■ **Selected extract**:
-- BEGIN --

[PATCH 7.2 v3 00/12] Remove read-only THP support for FSes without large folio support

Zi Yan posted 12 patches 1 month, 4 weeks ago
There is a newer version of this series
fs/btrfs/defrag.c                          |   3 -
fs/inode.c                                 |   3 -
fs/open.c                                  |  27 -----
include/linux/fs.h                         |   5 -
include/linux/huge_mm.h                    |  25 +----
include/linux/pagemap.h                    |  35 ++-----
include/linux/shmem_fs.h                   |   2 +-
mm/Kconfig                                 |  11 ---
mm/filemap.c                               |   1 -
mm/huge_memory.c                           |  39 ++------
mm/khugepaged.c                            |  86 ++++++++--------
mm/truncate.c                              |   8 +-
tools/testing/selftests/mm/guard-regions.c |  18 +---
tools/testing/selftests/mm/khugepaged.c    | 110 +++++++++++++++------
tools/testing/selftests/mm/run_vmtests.sh  |  12 ++-
15 files changed, 156 insertions(+), 229 deletions(-)
[PATCH 7.2 v3 00/12] Remove read-only THP support for FSes without large folio support
Posted by Zi Yan 1 month, 4 weeks ago
Hi all,

This patchset removes READ_ONLY_THP_FOR_FS Kconfig and enables creating
read-only THPs for FSes with large folio support (the supported orders
need to include PMD_ORDER) by default.

Before the patchset, the status of creating read-only THPs is below:

                            |    PF     | MADV_COLLAPSE | khugepaged |
                            |-----------|---------------|------------|
 large folio FSes only      |     ✓     |       x       |      x     |
 READ_ONLY_THP_FOR_FS only  |     x     |       ✓       |      ✓     |
 both                       |     ✓     |       ✓       |      ✓     |

where READ_ONLY_THP_FOR_FS implies no large folio FSes.


Now without READ_ONLY_THP_FOR_FS:

                           |    PF     | MADV_COLLAPSE | khugepaged |
                           |-----------|---------------|------------|
 large folio FSes          |     ✓     |       ✓       |      ✓     |
 no large folio FSes       |     x     |       x       |      x     |

This means no large folio FSes need to add large folio support (the
supported orders need to include PMD_ORDER), so that they can leverage
read-only THP creation function.

To prevent breaking read-only THP support for large folio FSes,
1. first 4 patches enables the support, so that without READ_ONLY_THP_FOR_FS,
   read-only THP still works for large folio FSes,
2. Patch 5 removes READ_ONLY_THP_FOR_FS Kconfig,
3. the rest of patches remove code related to READ_ONLY_THP_FOR_FS.


The overview of the changes is:

1. collapse_file() checks for to-be-collapsed folio dirtiness after they
   are locked, unmapped to make sure no new write happens. Before,
   mapping->nr_thps and inode->i_writecount are used to cause read-only
   THP truncation before a fd becomes writable.

-- END --

■ **Given problem 1**: Repeat the rows verbatim, beginning with the line containing "meadow? Provide a bounding box." and continuing through the line containing "[176,0,187,74]".
The patch cover letter and the rows that come next are separate material.

[Dataset extracts with box labels]

-- BEGIN --

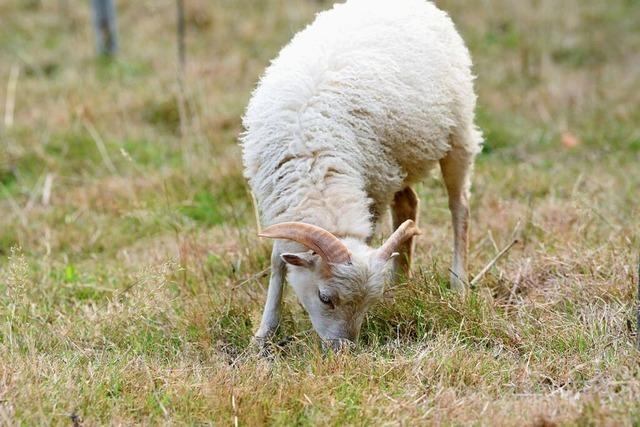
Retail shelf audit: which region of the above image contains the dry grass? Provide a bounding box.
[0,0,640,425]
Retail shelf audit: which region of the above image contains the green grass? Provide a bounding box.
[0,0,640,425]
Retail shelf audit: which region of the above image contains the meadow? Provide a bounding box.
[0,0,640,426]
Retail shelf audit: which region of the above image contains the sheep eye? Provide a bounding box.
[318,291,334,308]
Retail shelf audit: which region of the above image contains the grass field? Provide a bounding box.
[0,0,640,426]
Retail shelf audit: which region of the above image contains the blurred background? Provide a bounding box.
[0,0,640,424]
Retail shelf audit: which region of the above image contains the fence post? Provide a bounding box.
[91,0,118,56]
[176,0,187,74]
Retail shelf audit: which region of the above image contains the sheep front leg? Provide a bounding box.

-- END --
-- BEGIN --

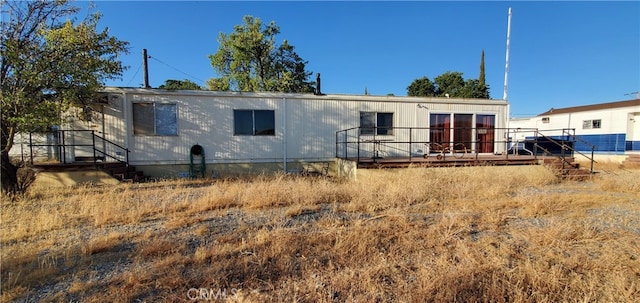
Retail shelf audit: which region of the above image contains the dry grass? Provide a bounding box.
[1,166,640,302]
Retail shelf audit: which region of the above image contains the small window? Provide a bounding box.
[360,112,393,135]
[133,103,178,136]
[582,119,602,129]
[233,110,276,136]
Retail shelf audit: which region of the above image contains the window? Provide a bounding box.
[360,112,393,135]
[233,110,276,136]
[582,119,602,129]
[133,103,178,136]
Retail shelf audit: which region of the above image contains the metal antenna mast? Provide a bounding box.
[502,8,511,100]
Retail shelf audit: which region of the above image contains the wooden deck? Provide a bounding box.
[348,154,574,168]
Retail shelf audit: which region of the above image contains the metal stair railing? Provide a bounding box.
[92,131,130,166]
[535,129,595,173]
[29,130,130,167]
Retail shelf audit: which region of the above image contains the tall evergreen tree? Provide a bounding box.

-- END --

■ **Given problem 2**: Reproduce the part of the patch cover letter that starts with "To prevent breaking" and continues through "fd becomes writable.", keeping the wording unchanged.

■ **Correct output 1**:
Retail shelf audit: which region of the above image contains the meadow? Provide a bounding box.
[0,0,640,426]
Retail shelf audit: which region of the above image contains the sheep eye? Provide a bounding box.
[318,291,334,308]
Retail shelf audit: which region of the above image contains the grass field? Provide a bounding box.
[0,0,640,426]
Retail shelf audit: which region of the above image contains the blurred background? Provide a bounding box.
[0,0,640,424]
Retail shelf audit: which region of the above image contains the fence post? Provide a bounding box.
[91,0,118,56]
[176,0,187,74]

■ **Correct output 2**:
To prevent breaking read-only THP support for large folio FSes,
1. first 4 patches enables the support, so that without READ_ONLY_THP_FOR_FS,
   read-only THP still works for large folio FSes,
2. Patch 5 removes READ_ONLY_THP_FOR_FS Kconfig,
3. the rest of patches remove code related to READ_ONLY_THP_FOR_FS.


The overview of the changes is:

1. collapse_file() checks for to-be-collapsed folio dirtiness after they
   are locked, unmapped to make sure no new write happens. Before,
   mapping->nr_thps and inode->i_writecount are used to cause read-only
   THP truncation before a fd becomes writable.